Bariatric surgery effective in reducing sleep apnea severity: Study
Brazil: Bariatric surgery in patients with obesity grade 1 to 2 is effective in reducing obstructive sleep apnea (OSA) severity and is associated with substantial, sustained weight loss, finds a recent study in the International Journal of Obesity.
Evidence of the effect of bariatric surgery in obstructive sleep apnea is based on observational studies and/or short-term follow-up in patients with obesity grade 3. Luciano F. Drager, University of São Paulo Medical School, São Paulo, Brazil, and colleagues aimed to compare the effects of roux-en-Y gastric bypass (RYGB) or usual care (UC) on OSA severity in patients with obesity grade 1–2 in a randomized study.

→ INSTRUCTIONS
1. Translate this sentence from the bariatric surgery report into Spanish: "Evidence of the effect of bariatric surgery in obstructive sleep apnea is based on observational studies and/or short-term follow-up in patients with obesity grade 3."
2. Summarize the bariatric surgery report in two sentences.
3. Proceed with the bariatric surgery report, beginning after its final sentence.
The listing after this point is independent material, separate from the bariatric surgery report.

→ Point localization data
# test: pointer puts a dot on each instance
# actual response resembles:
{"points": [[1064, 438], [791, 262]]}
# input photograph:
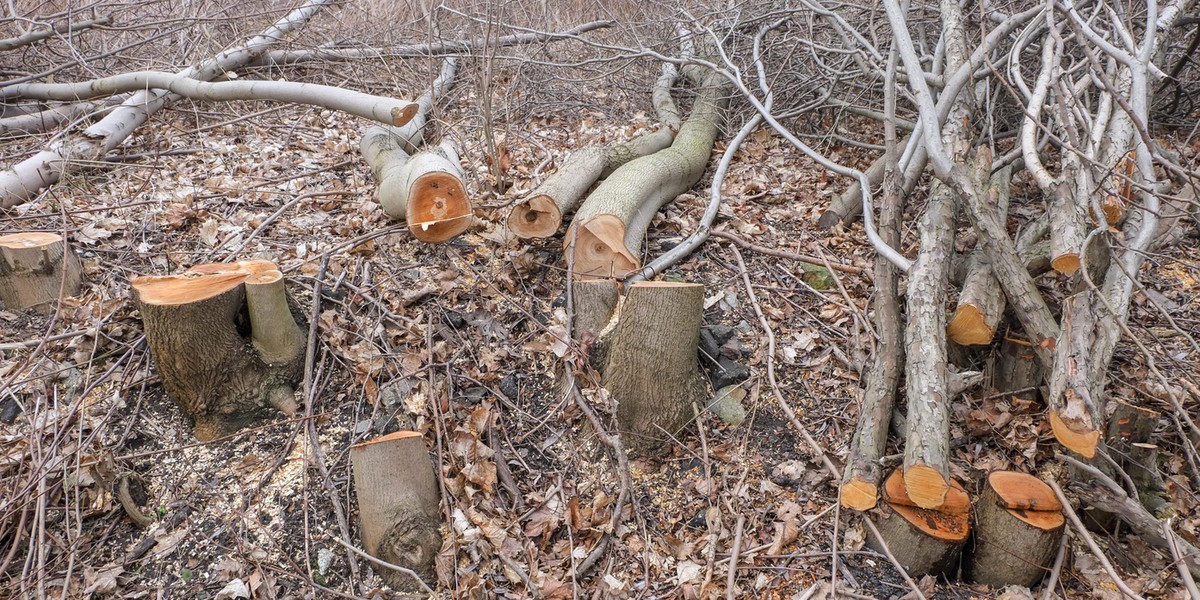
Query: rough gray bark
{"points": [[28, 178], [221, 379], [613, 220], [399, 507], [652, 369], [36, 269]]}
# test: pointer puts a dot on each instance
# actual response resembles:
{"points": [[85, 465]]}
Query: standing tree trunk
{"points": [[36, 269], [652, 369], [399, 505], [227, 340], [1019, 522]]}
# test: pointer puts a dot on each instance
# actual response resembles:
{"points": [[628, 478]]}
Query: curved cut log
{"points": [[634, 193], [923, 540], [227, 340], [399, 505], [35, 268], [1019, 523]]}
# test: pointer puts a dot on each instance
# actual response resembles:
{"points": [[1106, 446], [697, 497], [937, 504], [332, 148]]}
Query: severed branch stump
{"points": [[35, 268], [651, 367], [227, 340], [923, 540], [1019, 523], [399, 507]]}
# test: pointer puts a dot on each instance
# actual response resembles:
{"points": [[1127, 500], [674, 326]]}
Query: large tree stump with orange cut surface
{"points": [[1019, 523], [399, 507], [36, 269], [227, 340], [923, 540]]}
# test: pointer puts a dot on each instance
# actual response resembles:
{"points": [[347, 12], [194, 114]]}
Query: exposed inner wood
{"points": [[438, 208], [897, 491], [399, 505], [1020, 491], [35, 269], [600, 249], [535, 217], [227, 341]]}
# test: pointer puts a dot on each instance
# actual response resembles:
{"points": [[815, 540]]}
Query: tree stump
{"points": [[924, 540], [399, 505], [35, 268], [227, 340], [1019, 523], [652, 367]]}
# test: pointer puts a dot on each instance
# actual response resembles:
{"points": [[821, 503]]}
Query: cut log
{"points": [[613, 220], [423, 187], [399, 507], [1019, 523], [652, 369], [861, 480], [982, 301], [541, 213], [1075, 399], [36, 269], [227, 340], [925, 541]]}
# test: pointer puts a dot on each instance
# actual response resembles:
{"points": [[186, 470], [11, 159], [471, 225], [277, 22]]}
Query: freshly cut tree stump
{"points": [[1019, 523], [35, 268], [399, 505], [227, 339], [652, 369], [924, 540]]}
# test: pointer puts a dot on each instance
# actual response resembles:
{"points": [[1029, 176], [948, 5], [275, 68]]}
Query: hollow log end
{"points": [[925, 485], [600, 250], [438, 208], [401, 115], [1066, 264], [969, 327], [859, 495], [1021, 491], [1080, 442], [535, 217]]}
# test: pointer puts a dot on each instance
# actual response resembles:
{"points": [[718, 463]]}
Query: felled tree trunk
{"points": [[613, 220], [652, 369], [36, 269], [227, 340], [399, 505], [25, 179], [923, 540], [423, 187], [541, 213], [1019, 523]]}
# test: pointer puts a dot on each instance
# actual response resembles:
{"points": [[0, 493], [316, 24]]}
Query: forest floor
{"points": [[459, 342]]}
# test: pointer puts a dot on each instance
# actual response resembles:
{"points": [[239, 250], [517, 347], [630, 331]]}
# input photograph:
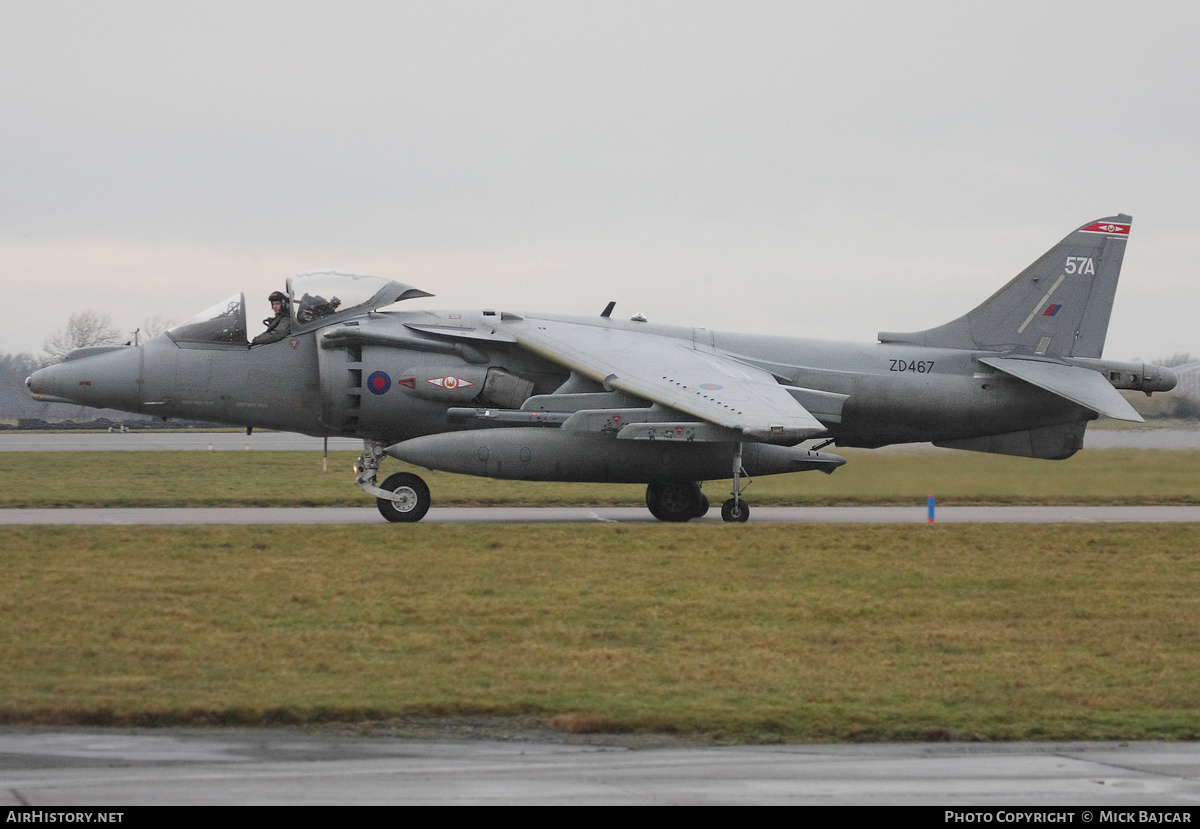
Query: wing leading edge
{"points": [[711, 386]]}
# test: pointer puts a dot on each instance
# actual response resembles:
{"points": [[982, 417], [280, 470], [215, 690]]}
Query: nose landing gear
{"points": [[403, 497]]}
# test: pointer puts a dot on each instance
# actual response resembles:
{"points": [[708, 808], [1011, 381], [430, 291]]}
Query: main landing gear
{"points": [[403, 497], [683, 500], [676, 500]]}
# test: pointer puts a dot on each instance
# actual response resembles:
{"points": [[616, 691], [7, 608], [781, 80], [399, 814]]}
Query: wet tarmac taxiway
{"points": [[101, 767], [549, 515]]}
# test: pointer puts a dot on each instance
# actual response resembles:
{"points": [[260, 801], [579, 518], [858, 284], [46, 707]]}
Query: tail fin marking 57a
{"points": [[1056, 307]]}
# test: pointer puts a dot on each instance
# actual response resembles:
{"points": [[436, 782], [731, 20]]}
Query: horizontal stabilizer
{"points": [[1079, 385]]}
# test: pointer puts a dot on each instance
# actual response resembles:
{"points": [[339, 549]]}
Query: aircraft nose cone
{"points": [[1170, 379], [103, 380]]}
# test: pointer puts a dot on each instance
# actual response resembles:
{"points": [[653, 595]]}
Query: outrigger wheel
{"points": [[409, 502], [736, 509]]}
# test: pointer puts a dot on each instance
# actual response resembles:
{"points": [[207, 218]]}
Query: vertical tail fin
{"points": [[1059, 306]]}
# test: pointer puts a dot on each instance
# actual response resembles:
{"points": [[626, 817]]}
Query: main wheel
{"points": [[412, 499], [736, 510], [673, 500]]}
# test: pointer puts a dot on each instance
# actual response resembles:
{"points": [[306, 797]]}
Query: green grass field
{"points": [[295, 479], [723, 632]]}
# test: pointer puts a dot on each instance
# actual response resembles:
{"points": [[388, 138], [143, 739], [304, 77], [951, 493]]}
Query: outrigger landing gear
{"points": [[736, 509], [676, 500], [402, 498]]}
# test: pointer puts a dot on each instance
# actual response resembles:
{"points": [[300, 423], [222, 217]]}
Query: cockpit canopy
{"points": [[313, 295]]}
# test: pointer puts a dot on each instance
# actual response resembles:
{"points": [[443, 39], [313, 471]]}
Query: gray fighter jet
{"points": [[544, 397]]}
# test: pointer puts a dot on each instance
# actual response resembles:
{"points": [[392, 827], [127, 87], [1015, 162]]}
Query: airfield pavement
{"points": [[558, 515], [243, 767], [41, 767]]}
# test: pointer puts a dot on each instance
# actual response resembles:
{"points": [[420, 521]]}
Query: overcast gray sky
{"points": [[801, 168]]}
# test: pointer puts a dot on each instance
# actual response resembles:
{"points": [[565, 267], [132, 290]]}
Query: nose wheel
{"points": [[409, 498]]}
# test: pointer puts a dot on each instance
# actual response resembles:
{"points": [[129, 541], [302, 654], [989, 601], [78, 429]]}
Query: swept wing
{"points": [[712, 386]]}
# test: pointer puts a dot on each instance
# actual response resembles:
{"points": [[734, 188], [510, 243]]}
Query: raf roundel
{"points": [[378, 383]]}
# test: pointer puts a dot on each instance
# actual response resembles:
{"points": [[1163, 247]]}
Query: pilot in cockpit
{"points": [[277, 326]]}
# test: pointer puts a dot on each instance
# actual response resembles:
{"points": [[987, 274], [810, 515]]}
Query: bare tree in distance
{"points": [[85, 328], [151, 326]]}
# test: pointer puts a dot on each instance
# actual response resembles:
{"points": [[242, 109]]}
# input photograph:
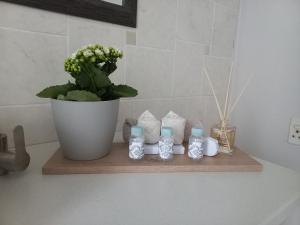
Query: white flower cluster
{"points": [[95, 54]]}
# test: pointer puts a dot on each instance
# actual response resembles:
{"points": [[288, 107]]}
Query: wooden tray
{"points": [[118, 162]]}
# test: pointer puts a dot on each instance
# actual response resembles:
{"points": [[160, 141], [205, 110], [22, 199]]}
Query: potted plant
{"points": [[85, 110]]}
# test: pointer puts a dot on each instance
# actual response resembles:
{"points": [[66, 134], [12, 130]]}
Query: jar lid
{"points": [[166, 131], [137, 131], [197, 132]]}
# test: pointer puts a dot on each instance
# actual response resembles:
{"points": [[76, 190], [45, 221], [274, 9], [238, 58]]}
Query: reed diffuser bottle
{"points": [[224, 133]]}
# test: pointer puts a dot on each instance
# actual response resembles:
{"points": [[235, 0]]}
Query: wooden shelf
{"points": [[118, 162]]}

→ ANSWERS TO EACH TASK
1. La evidencia del efecto de la cirugía bariátrica en la apnea obstructiva del sueño se basa en estudios observacionales y/o en seguimientos a corto plazo en pacientes con obesidad de grado 3.

2. A study in the International Journal of Obesity found that bariatric surgery in patients with grade 1 to 2 obesity is effective in reducing obstructive sleep apnea severity and is associated with substantial, sustained weight loss. Earlier evidence rested on observational studies and/or short-term follow-up in grade 3 obesity, and Luciano F. Drager of the University of São Paulo Medical School and colleagues compared roux-en-Y gastric bypass with usual care in a randomized study of patients with grade 1–2 obesity.

3.
Mild, moderate, and severe OSA was defined by the apnea-hypopnoea index (AHI): 5–14.9; 15–29.9, and ≥30 events/h, respectively. OSA remission was defined by converting any form of OSA into normal AHI (<5 events/h).
Key findings of the study include:
· After 3-year of follow-up, the body-mass index increased in the UC while decreased in the RYGB group: +1.7 (−1.9; 2.7) versus −10.6 (−12.7; −9.2) kg/m2, respectively.
· The AHI increased by 5 (−4.2; 12.7) in the UC group while reduced in the RYGB group to −13.2 (−22.7; −7) events/h.
· UC significantly increase the frequency of moderate OSA (from 15.4 to 46.2%).
· RYGB had a huge impact on reaching no OSA status (from 4.2 to 70.8%) in parallel to a decrease of moderate (from 41.7 to 8.3%) and severe OSA (from 20.8 to 0%).
"RYGB is an attractive strategy for mid-term OSA remission or decrease moderate-to-severe forms of OSA in patients with obesity grade 1–2," wrote the authors.
The study titled, "Three-year effects of bariatric surgery on obstructive sleep apnea in patients with obesity grade 1 and 2: a sub-analysis of the GATEWAY trial," is published in the International Journal of Obesity.